Reading text
^^^^

SpaceX sets launch date for world's most powerful rocket
By Darren Quick
April 6, 2011
SpaceX, the American space transport company founded by PayPal and Tesla Motors co-founder Elon Musk, has announced a late 2013 or 2014 launch date for the world's most powerful rocket, the Falcon Heavy. Overshadowed by only the Saturn V moon rocket that was decommissioned after the Apollo program, the Falcon Heavy will be able to carry payloads of 53 metric tons (117,000 pounds or 53,070 kg) into orbit, which is more than the maximum take-off weight of a Boeing 737-200 loaded with 136 passengers, luggage and fuel.
The first of the Falcon Heavy's two stages is made up of three nine-engine cores that are used as the first stage of the Falcon 9 rocket. For the Falcon Heavy, the Merlin engines have been upgraded and are currently being tested at SpaceX's development facility in McGregor, Texas. Like a commercial airliner, each engine is surrounded by a protective shell to contain a fire or chamber rupture and prevent it from affecting other engines or the vehicle itself.
At liftoff the 69.2m (227 ft) long Falcon Heavy will generate 3.8 million pounds of thrust, which is equivalent to the thrust of fifteen Boeing 747's taking off at the same time. SpaceX says this gives it more than twice the performance of the next most powerful vehicle, the Delta IV Heavy operated by the Boeing-Lockheed Martin joint venture United Launch Alliance. SpaceX also says that with more than twice the payload of the Delta IV but at one third the cost, the Falcon Heavy sets a new world record in terms of economy at approximately US$1,000 per pound to orbit.

^^^^

Records
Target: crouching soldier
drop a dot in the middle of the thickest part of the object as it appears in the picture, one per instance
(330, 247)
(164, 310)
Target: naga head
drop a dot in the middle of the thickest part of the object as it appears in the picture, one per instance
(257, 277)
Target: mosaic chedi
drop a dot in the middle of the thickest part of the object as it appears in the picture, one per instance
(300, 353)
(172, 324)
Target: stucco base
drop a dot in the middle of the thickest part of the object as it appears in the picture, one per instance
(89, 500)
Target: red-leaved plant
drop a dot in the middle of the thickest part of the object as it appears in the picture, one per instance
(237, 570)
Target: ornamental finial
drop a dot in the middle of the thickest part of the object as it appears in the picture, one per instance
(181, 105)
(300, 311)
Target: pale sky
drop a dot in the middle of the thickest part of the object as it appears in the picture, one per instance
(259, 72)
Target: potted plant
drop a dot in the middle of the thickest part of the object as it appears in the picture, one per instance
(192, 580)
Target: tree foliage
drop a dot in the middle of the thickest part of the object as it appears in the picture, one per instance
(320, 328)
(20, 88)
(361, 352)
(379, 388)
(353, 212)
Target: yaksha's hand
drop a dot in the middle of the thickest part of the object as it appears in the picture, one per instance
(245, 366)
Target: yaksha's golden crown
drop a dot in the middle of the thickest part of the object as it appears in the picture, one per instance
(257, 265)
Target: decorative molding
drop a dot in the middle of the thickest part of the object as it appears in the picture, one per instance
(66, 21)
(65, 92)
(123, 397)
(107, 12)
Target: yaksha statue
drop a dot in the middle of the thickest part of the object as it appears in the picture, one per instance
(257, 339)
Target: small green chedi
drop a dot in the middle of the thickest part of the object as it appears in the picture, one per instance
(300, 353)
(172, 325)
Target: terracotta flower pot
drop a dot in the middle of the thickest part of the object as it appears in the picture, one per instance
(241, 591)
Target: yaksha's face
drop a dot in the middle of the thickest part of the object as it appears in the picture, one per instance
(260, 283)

^^^^

Your instructions
Answer these questions from the Falcon Heavy article:
(a) Where are the upgraded Merlin engines being tested?
(b) How long is the Falcon Heavy?
(c) What cost per pound to orbit does SpaceX claim?
Please rely on the Falcon Heavy article alone.

Written response
(a) At SpaceX's development facility in McGregor, Texas
(b) 69.2 m (227 ft)
(c) About US$1,000 per pound